__To be done__
The entries below should be output exactly as written.

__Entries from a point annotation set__
━━━━━━━━━━━━━━━━━━━━━━━━━━━━━━
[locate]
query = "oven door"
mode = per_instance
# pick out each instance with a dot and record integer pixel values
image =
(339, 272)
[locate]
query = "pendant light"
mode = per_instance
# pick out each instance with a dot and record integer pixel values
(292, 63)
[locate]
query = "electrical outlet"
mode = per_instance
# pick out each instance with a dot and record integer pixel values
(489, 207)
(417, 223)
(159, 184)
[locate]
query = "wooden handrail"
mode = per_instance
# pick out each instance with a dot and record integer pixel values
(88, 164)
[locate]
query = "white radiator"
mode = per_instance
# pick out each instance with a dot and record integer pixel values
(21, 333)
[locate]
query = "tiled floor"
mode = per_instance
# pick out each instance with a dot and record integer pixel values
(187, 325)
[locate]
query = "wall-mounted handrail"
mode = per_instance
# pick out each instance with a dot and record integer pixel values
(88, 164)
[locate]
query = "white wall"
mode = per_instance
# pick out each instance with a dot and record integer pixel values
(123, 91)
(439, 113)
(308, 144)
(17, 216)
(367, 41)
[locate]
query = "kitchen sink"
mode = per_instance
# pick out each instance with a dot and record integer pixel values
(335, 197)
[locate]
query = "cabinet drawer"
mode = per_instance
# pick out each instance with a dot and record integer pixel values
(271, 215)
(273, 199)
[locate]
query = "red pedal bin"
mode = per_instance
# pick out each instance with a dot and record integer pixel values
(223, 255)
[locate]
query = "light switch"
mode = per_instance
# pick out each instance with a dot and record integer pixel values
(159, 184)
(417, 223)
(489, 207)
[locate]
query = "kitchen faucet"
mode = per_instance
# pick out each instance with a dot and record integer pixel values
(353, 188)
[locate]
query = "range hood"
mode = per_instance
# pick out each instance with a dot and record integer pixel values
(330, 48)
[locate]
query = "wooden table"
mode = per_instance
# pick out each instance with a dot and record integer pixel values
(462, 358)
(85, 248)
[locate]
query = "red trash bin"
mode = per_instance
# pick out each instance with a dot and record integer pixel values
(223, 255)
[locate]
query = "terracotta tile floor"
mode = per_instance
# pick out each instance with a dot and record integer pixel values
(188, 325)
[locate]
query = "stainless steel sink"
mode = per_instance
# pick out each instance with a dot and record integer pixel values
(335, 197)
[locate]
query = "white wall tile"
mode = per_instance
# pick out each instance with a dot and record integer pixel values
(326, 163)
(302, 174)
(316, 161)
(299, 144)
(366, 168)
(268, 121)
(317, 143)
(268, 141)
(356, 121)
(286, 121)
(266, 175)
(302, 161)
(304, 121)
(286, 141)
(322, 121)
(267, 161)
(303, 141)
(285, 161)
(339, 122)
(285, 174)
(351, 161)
━━━━━━━━━━━━━━━━━━━━━━━━━━━━━━
__Solution to the problem__
[locate]
query = "oven door"
mode = per_instance
# pick out each instance with a dot and record integer pixel values
image =
(339, 272)
[locate]
query = "pendant light"
mode = per_instance
# pick out each instance with a dot and record integer pixel values
(292, 63)
[locate]
query = "electrical outlet"
mode = per_instance
# pick out each instance with a dot and record integer pixel values
(489, 207)
(417, 223)
(159, 184)
[locate]
query = "wooden handrail"
mode = per_instance
# pick out each instance with a dot and record integer pixel values
(88, 164)
[locate]
query = "white radiator"
mode = per_instance
# pick out each instance with a dot and record integer pixel values
(21, 333)
[locate]
query = "tiled floor"
mode = per_instance
# pick out each instance with a dot and record integer pixel values
(187, 325)
[locate]
query = "wall-mounted handrail"
mode = per_instance
# pick out each instance with a dot and record integer pixel values
(88, 164)
[locate]
query = "white wall"
mode = per_instance
# pick out each instance with a dot and record integer pixel values
(123, 91)
(439, 113)
(308, 144)
(17, 216)
(367, 41)
[locate]
query = "kitchen sink"
mode = per_instance
# pick out each instance with a dot and record integer pixel values
(335, 197)
[locate]
query = "cabinet drawer"
mode = per_instance
# pick out each instance with a dot and record integer pixel values
(271, 215)
(273, 199)
[locate]
query = "red pedal bin"
mode = per_instance
# pick out each instance with a dot and record integer pixel values
(223, 255)
[locate]
query = "light switch"
mode = per_instance
# pick out each instance with a dot and record integer pixel values
(159, 184)
(417, 223)
(489, 207)
[locate]
query = "kitchen faucet"
mode = per_instance
# pick out each instance with a dot and record integer pixel values
(353, 188)
[locate]
query = "range hood"
mode = per_instance
# pick out each instance with a dot and record integer pixel values
(330, 48)
[locate]
query = "wooden table"
mode = per_instance
# pick out each instance with a dot and record integer pixel values
(462, 358)
(85, 248)
[locate]
query = "red trash bin"
mode = per_instance
# pick out each instance with a dot and record integer pixel values
(223, 255)
[locate]
query = "terracotta tile floor"
mode = per_instance
# pick out each instance with a dot and record integer pixel values
(188, 325)
[locate]
query = "stainless steel sink"
mode = per_instance
# pick out each instance with a dot and record integer pixel values
(335, 197)
[locate]
query = "white wall tile"
mode = per_instance
# pick out each instance with a dot and record integer pixel values
(326, 163)
(302, 174)
(316, 161)
(299, 144)
(366, 168)
(268, 121)
(317, 143)
(268, 141)
(356, 121)
(286, 121)
(266, 175)
(302, 161)
(304, 121)
(286, 141)
(322, 121)
(267, 161)
(303, 141)
(285, 161)
(339, 122)
(285, 174)
(351, 161)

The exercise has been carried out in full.